§ **TEXT SHOWN**
+++

Great sympathy was felt for them throughout Europe,
especially by those who had read the history and knew
the books of ancient Greece.
Fighting went on for some years. The Greeks won some
victories, but they were not a match for their enemies.
In May 1827, Athens, which had been captured by the
patriots five years before, was compelled to surrender
to the Turks. Then England,
 France, and Russia joined together to bring about
peace, more readily because the Turks carried on the
war in the most savage fashion. But the Turks refused
to come to terms, and made a great effort thoroughly to
subdue the rebels, as they called the Greeks. For this
purpose they collected a fleet of seventy men-of-war of
at Navarino, a harbour on the western side of the
Morea. This fleet was under the command of Ibrahim
Pasha, eldest son of Mehemet Ali, Viceroy of Egypt.
Early in September the Russian squadron joined the
fleets of England and France, and the three admirals
sent a message to Ibrahim to this effect—"We are
instructed from home to prevent any further fighting
between the Turks and the Greeks, and we desire you to
do your best to carry this out." Ibrahim appeared to
consent, and an armistice, that is, a stay of fighting,
was concluded till an answer should come from the
Sultan at Constantinople. But Ibrahim did not mean to
keep his word. No answer was expected for twenty days,
but at the end of a week the Egyptian squadron stole
out of the harbour of Navarino, intending to carry on
the war elsewhere. The English admiral sailed after it,
and, though he had only three ships with him,
 compelled it to come back. No satisfactory answer was
received from the Sultan, and the three admirals made
up their minds to blockade the Turkish fleet in the
harbour of Navarino. No one supposed that Ibrahim would
venture to resist.

+++

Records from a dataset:
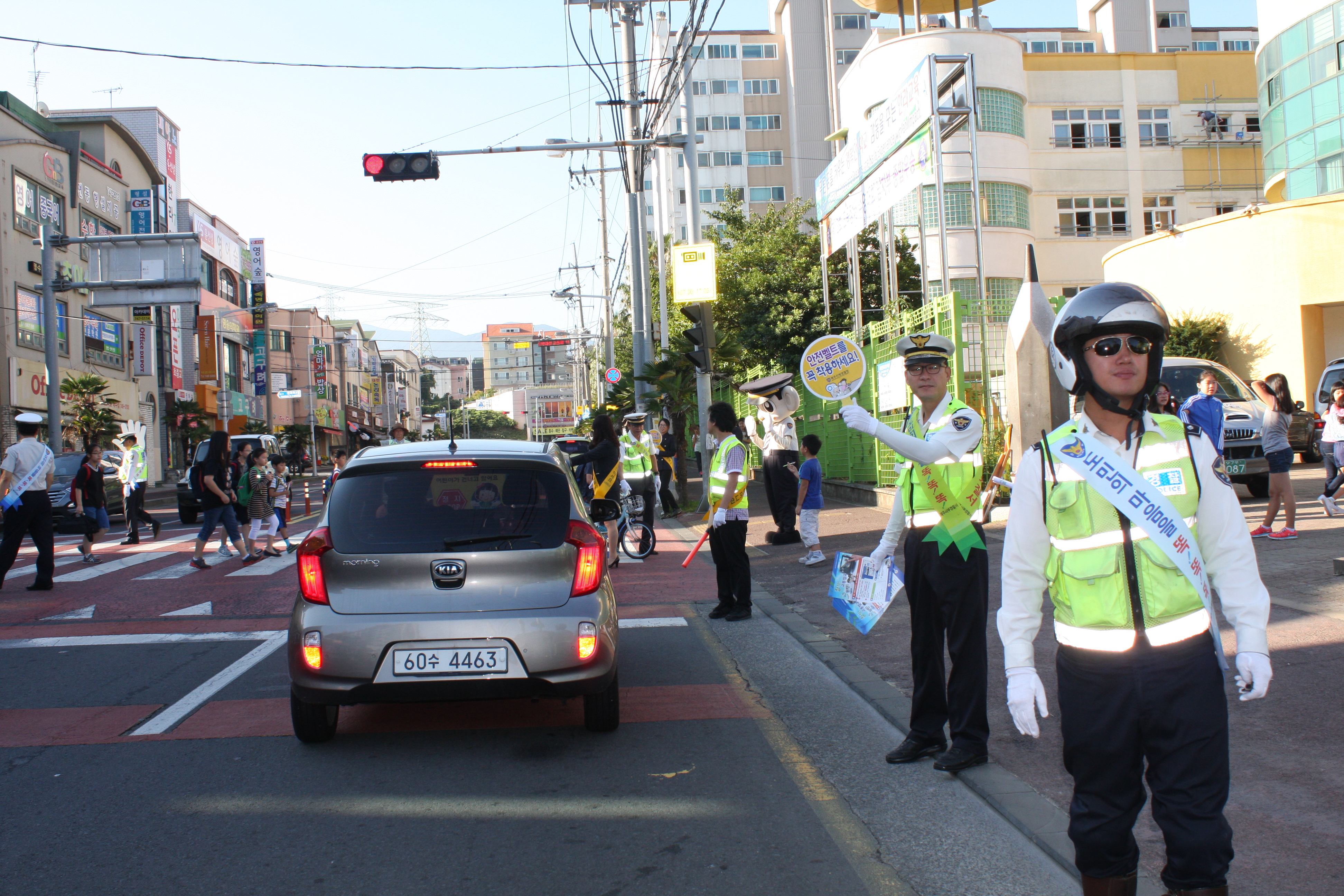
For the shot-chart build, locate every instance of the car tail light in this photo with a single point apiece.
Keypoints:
(312, 585)
(588, 569)
(588, 640)
(314, 649)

+++

§ **TASK DETAILS**
Reproduce the passage on the war in Greece, beginning at the words "In May 1827, Athens, which" and stopping after "Viceroy of Egypt.", and change each "Turks" in it to "Ottomans".

§ **REPLY**
In May 1827, Athens, which had been captured by the
patriots five years before, was compelled to surrender
to the Ottomans. Then England,
 France, and Russia joined together to bring about
peace, more readily because the Ottomans carried on the
war in the most savage fashion. But the Ottomans refused
to come to terms, and made a great effort thoroughly to
subdue the rebels, as they called the Greeks. For this
purpose they collected a fleet of seventy men-of-war of
at Navarino, a harbour on the western side of the
Morea. This fleet was under the command of Ibrahim
Pasha, eldest son of Mehemet Ali, Viceroy of Egypt.